◆ AIM OF THE EXERCISE ◆
The expected output is every line of the data exactly as shown, minus the images.

◆ DATA FOR REVIEW ◆
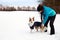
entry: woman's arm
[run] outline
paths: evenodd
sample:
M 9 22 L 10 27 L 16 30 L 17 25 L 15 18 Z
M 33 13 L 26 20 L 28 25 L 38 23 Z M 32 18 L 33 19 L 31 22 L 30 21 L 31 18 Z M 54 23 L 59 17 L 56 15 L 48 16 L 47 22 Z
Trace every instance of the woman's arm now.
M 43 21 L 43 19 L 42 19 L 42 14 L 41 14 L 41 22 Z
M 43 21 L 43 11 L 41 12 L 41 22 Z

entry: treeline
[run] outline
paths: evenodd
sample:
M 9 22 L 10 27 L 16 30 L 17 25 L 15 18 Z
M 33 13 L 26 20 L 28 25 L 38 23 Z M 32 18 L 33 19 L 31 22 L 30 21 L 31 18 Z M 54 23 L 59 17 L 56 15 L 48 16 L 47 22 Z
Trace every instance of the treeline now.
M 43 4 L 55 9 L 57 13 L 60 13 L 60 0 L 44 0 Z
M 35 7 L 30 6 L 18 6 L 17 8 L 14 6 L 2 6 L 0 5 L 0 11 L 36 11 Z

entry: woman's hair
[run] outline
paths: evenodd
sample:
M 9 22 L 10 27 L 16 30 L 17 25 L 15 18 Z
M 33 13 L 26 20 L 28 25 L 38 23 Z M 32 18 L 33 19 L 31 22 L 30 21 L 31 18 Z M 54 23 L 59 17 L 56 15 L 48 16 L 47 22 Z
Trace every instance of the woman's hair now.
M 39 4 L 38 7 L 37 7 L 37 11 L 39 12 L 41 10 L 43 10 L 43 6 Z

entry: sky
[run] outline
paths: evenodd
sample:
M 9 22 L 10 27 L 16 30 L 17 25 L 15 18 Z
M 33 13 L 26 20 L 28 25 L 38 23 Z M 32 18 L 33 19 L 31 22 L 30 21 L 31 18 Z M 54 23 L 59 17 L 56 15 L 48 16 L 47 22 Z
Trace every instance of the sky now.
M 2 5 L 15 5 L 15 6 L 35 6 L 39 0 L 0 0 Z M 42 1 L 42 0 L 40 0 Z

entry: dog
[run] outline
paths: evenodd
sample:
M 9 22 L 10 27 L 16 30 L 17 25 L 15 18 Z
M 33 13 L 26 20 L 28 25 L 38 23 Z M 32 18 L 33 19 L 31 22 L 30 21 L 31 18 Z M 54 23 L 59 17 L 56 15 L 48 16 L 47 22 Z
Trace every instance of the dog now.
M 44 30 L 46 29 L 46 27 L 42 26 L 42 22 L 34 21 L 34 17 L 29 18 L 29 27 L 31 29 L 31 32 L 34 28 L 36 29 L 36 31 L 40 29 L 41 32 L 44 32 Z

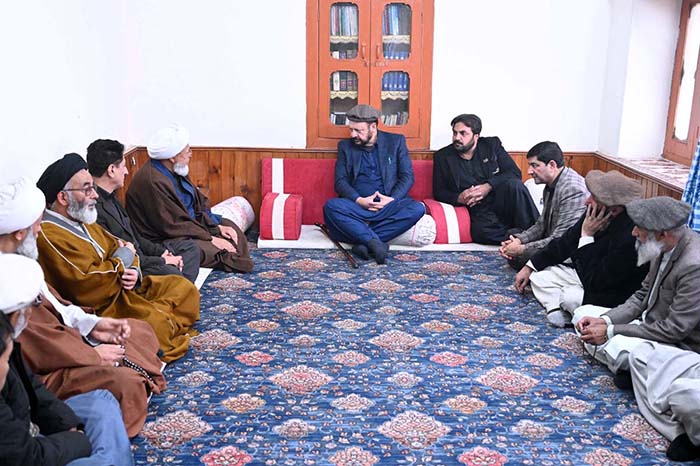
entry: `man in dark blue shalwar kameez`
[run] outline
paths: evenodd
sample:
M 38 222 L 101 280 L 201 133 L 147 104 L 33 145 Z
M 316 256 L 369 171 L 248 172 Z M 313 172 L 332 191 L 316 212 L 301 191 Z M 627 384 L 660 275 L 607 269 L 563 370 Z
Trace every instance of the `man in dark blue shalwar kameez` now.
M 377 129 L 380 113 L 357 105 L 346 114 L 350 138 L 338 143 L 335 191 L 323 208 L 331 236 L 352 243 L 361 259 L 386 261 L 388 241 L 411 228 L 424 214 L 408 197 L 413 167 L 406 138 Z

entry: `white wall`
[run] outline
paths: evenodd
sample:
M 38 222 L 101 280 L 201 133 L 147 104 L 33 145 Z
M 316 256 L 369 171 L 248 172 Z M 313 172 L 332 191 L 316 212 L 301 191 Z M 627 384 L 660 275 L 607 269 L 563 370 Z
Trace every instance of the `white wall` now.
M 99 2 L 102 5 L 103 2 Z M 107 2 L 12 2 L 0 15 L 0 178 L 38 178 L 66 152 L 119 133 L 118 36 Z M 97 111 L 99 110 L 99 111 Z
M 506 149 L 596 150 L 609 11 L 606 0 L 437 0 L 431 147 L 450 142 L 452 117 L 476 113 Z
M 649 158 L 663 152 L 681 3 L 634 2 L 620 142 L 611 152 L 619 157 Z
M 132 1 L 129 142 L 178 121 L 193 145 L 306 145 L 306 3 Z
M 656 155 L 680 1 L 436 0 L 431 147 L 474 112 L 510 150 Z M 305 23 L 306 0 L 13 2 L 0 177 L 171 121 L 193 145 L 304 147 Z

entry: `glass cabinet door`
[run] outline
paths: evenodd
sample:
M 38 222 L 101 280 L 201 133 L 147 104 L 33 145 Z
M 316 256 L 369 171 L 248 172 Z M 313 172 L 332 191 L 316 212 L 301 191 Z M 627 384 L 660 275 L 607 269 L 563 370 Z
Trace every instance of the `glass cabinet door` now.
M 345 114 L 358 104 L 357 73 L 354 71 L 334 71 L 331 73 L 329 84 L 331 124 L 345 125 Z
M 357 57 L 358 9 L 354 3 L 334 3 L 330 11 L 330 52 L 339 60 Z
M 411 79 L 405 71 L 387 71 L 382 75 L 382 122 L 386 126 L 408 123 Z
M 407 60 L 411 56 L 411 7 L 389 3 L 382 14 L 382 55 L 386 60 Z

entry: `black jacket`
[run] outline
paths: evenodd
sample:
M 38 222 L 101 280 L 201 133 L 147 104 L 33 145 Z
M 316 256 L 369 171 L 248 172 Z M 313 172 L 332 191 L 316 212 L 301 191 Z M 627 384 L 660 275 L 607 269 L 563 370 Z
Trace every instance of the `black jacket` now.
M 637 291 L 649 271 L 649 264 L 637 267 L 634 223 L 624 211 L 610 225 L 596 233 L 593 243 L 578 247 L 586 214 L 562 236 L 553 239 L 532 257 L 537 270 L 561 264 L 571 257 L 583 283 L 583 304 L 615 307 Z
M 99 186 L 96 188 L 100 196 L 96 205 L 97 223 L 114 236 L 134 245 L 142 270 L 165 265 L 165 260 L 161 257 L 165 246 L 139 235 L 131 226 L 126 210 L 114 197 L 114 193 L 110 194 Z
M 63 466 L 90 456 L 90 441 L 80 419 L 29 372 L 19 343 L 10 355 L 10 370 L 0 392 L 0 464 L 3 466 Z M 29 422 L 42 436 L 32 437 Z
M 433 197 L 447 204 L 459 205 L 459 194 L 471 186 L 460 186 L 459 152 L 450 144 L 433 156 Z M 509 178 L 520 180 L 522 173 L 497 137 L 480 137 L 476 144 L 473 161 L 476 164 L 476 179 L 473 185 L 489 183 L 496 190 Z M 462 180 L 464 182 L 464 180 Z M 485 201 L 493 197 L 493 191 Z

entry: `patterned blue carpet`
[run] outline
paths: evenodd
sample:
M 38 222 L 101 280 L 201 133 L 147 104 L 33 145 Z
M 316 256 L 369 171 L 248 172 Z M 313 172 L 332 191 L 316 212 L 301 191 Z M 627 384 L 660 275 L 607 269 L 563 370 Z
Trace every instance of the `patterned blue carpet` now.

◆ TASK RESPONSE ◆
entry: woman's arm
[run] outline
paths: evenodd
sample:
M 9 22 L 10 27 L 16 30 L 17 25 L 15 18 Z
M 33 13 L 26 20 L 28 25 L 38 23 Z M 32 18 L 33 19 L 31 22 L 30 21 L 31 18 Z M 54 23 L 59 17 L 56 15 L 48 16 L 47 22 Z
Trace every instance of the woman's arm now.
M 43 21 L 43 19 L 42 19 L 42 14 L 41 14 L 41 22 Z
M 43 21 L 43 11 L 41 12 L 41 22 Z

entry: treeline
[run] outline
paths: evenodd
sample:
M 9 22 L 10 27 L 16 30 L 17 25 L 15 18 Z
M 33 13 L 26 20 L 28 25 L 38 23 Z M 32 18 L 33 19 L 31 22 L 30 21 L 31 18 Z M 54 23 L 59 17 L 56 15 L 48 16 L 47 22 Z
Trace every instance of the treeline now.
M 43 4 L 55 9 L 57 13 L 60 13 L 60 0 L 44 0 Z
M 35 7 L 30 6 L 18 6 L 17 8 L 14 6 L 2 6 L 0 5 L 0 11 L 36 11 Z

entry: woman's hair
[run] outline
paths: evenodd
sample:
M 9 22 L 10 27 L 16 30 L 17 25 L 15 18 Z
M 33 13 L 26 20 L 28 25 L 38 23 Z M 32 18 L 33 19 L 31 22 L 30 21 L 31 18 Z M 54 23 L 59 17 L 56 15 L 48 16 L 47 22 Z
Trace every instance of the woman's hair now.
M 39 4 L 38 7 L 37 7 L 37 11 L 39 12 L 41 10 L 43 10 L 43 6 Z

entry: sky
[run] outline
paths: evenodd
sample:
M 9 22 L 10 27 L 16 30 L 17 25 L 15 18 Z
M 33 13 L 26 20 L 28 25 L 38 23 Z M 32 18 L 33 19 L 31 22 L 30 21 L 31 18 Z M 54 23 L 59 17 L 56 15 L 48 16 L 47 22 Z
Trace every instance of the sky now.
M 2 5 L 15 5 L 15 6 L 35 6 L 39 0 L 0 0 Z M 42 1 L 42 0 L 40 0 Z

entry: dog
[run] outline
paths: evenodd
sample:
M 9 22 L 10 27 L 16 30 L 17 25 L 15 18 Z
M 33 13 L 26 20 L 28 25 L 38 23 Z M 32 18 L 33 19 L 31 22 L 30 21 L 31 18 Z M 54 23 L 59 17 L 56 15 L 48 16 L 47 22 Z
Trace every instance of the dog now.
M 44 30 L 46 29 L 46 27 L 42 26 L 42 22 L 34 21 L 34 17 L 29 18 L 29 27 L 31 29 L 31 32 L 34 28 L 36 29 L 36 31 L 40 29 L 41 32 L 44 32 Z

entry: `man in dark blue shalwar kameez`
[run] outline
paths: evenodd
sample:
M 38 222 L 101 280 L 201 133 L 147 104 L 33 145 Z
M 316 256 L 369 171 L 248 172 Z M 313 172 L 332 191 L 316 212 L 301 191 Z M 627 384 L 660 275 L 607 269 L 563 370 Z
Trace every instance of the `man in dark blue shalwar kameez` now.
M 377 129 L 380 113 L 357 105 L 346 114 L 350 138 L 338 143 L 335 191 L 323 208 L 331 236 L 352 243 L 361 259 L 386 261 L 388 241 L 411 228 L 424 214 L 408 197 L 413 167 L 406 138 Z

entry: `white wall`
[run] outline
paths: evenodd
sample:
M 38 222 L 101 280 L 201 133 L 147 104 L 33 145 Z
M 316 256 L 369 171 L 248 172 Z M 313 172 L 332 191 L 316 212 L 301 191 Z M 627 384 L 660 275 L 607 269 L 563 370 Z
Trace every instance of the `white wall` now.
M 99 2 L 102 5 L 103 2 Z M 107 2 L 12 2 L 0 15 L 0 178 L 38 178 L 66 152 L 119 133 L 118 36 Z M 97 111 L 99 110 L 99 111 Z
M 506 149 L 596 150 L 609 11 L 606 0 L 437 0 L 431 147 L 450 142 L 452 117 L 476 113 Z
M 649 158 L 663 152 L 681 3 L 634 2 L 620 142 L 611 152 L 619 157 Z
M 132 1 L 129 142 L 178 121 L 193 145 L 306 145 L 306 3 Z
M 656 155 L 680 1 L 436 0 L 431 147 L 474 112 L 510 150 Z M 305 23 L 306 0 L 13 2 L 0 177 L 171 121 L 193 145 L 304 147 Z

entry: `glass cabinet door`
[run] outline
paths: evenodd
sample:
M 38 222 L 101 280 L 201 133 L 147 104 L 33 145 Z
M 316 256 L 369 171 L 248 172 Z M 313 172 L 332 191 L 316 212 L 301 191 Z M 627 384 L 660 275 L 607 269 L 563 370 Z
Trace every instance of the `glass cabinet door` now.
M 345 114 L 358 104 L 357 73 L 354 71 L 334 71 L 331 73 L 329 84 L 331 124 L 345 125 Z
M 357 57 L 358 9 L 354 3 L 334 3 L 330 11 L 330 52 L 339 60 Z
M 411 79 L 405 71 L 387 71 L 382 75 L 382 122 L 386 126 L 408 123 Z
M 407 60 L 411 56 L 411 7 L 389 3 L 382 14 L 382 55 L 386 60 Z

entry: `black jacket`
[run] outline
paths: evenodd
sample:
M 38 222 L 101 280 L 201 133 L 147 104 L 33 145 Z
M 316 256 L 369 171 L 248 172 Z M 313 172 L 332 191 L 316 212 L 301 191 Z M 627 384 L 660 275 L 607 269 L 563 370 Z
Trace every instance of the `black jacket` now.
M 637 291 L 649 271 L 649 264 L 637 267 L 634 223 L 624 211 L 610 225 L 596 233 L 593 243 L 578 247 L 586 214 L 562 236 L 553 239 L 532 257 L 537 270 L 561 264 L 571 257 L 583 283 L 583 304 L 615 307 Z
M 99 186 L 96 188 L 100 196 L 96 205 L 97 223 L 114 236 L 134 245 L 142 270 L 165 265 L 165 260 L 161 257 L 165 246 L 139 235 L 131 226 L 126 210 L 114 197 L 114 193 L 110 194 Z
M 63 466 L 90 456 L 90 441 L 80 419 L 29 372 L 19 343 L 10 355 L 10 370 L 0 392 L 0 464 L 3 466 Z M 29 422 L 42 436 L 32 437 Z
M 433 197 L 447 204 L 459 205 L 459 194 L 471 186 L 460 186 L 459 152 L 450 144 L 433 156 Z M 509 178 L 520 180 L 522 173 L 497 137 L 480 137 L 476 144 L 473 161 L 476 164 L 476 179 L 473 185 L 489 183 L 496 190 Z M 462 180 L 464 182 L 464 180 Z M 485 201 L 493 197 L 493 191 Z

entry: `patterned blue carpet`
[run] outline
paths: evenodd
sample:
M 38 222 L 101 280 L 201 133 L 147 104 L 33 145 Z
M 316 256 L 369 171 L 248 172 Z M 313 172 L 332 191 L 316 212 L 301 191 Z M 627 384 L 660 275 L 607 269 L 563 370 Z
Trace every instance of the `patterned blue carpet` now.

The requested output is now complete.